- [Что сделать]
Продолжите публицистический отрывок о Бачуйсе и молодых либералах, начав сразу после его последнего предложения.

- [Выбранный отрывок]
╭──

И вот на политическом небосклоне России вновь появляется одна из самых одиозных фигур периода реформ - непотопляемый Бачуйс. И, не моргнув глазом, заявляет, что "вбит последний гвоздь в крышку гроба российского коммунизма".
Бедный Йорик! Тебя ещё и обмыть-то не успели, не говоря уже об отпевании и написании эпитафии на твоём могильном камне, прославляющей подвиги приватизации, а ты, возникнув из небытия, сам в гробокопатели подался! И тут же вогнал гвоздь... читай: в русское освободительное движение, которому почти 200 лет и чей подвиг в лице первопроходцев- декабристов воспел ещё Пушкин.
Забвение истории, вбивание гвоздей в историческую память рождает манкуртово племя, иванов, не помнящих родства. Поразительная легковесность, инфантильность отличает наших молодых либералов, к которым принадлежит Бачуйс. Очень точный портрет чикагских мальчиков написан пером бывшего спикера Госдумы Рыбкина.

╰──

- [Предоставленные данные]
╭──

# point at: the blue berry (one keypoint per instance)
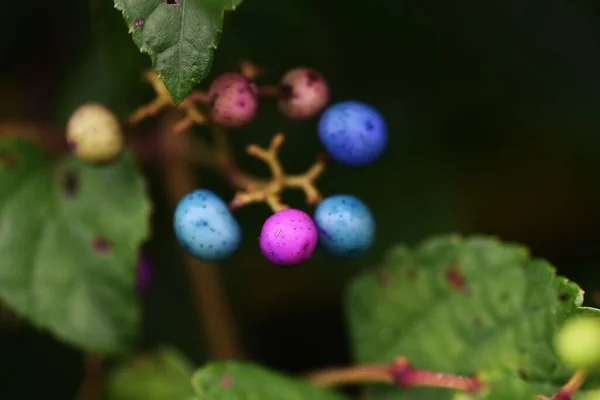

╰──

- [Результат задания]
"Прожили они всю жизнь здесь, в московских квартирах, внуками ходили в гордом одиночестве между бабушек и дедушек, тётушек многочисленных, иногда, перемазавшись в варенье, валялись в капризной истерике, на кухне ножками бия, привлекая внимание всех многочисленных родственников, которые их утешали и успокаивали. Вот теперь эти капризанты подросли, обрели учёные степени, звания, властные полномочия, и теперь от их каприза страдает вся Россия, не только тётушки, дедушки, матушки и папочки".
Русский религиозный философ Николай Бердяев, которого трудно заподозрить в каких-либо симпатиях к русской революции, смог написать, что "тот не духовно и не религиозно пережил революцию, кто вынес из неё только чувство злобы и ненависти и кто жаждет только реставрации породившей революцию старой жизни со всей её неправдой".
Только тепличная философия вкупе со страхом за свои "подвиги" рождает на свет гробокопателей, плюющих в исторический колодец. История ответит залпами пушек.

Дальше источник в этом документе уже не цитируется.